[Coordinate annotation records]
- - - - - - -
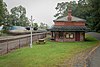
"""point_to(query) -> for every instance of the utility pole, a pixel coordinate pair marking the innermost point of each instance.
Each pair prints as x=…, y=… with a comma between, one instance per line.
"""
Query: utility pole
x=31, y=30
- - - - - - -
— What is expected —
Please output every line of the records above without any change, and leave the pictures out.

— Worked solution —
"""point_to(query) -> for every instance of the utility pole, a pixel coordinate pair marking the innermost point of each instance.
Each pair prints as x=…, y=… with a comma between, one instance per line.
"""
Query: utility pole
x=31, y=30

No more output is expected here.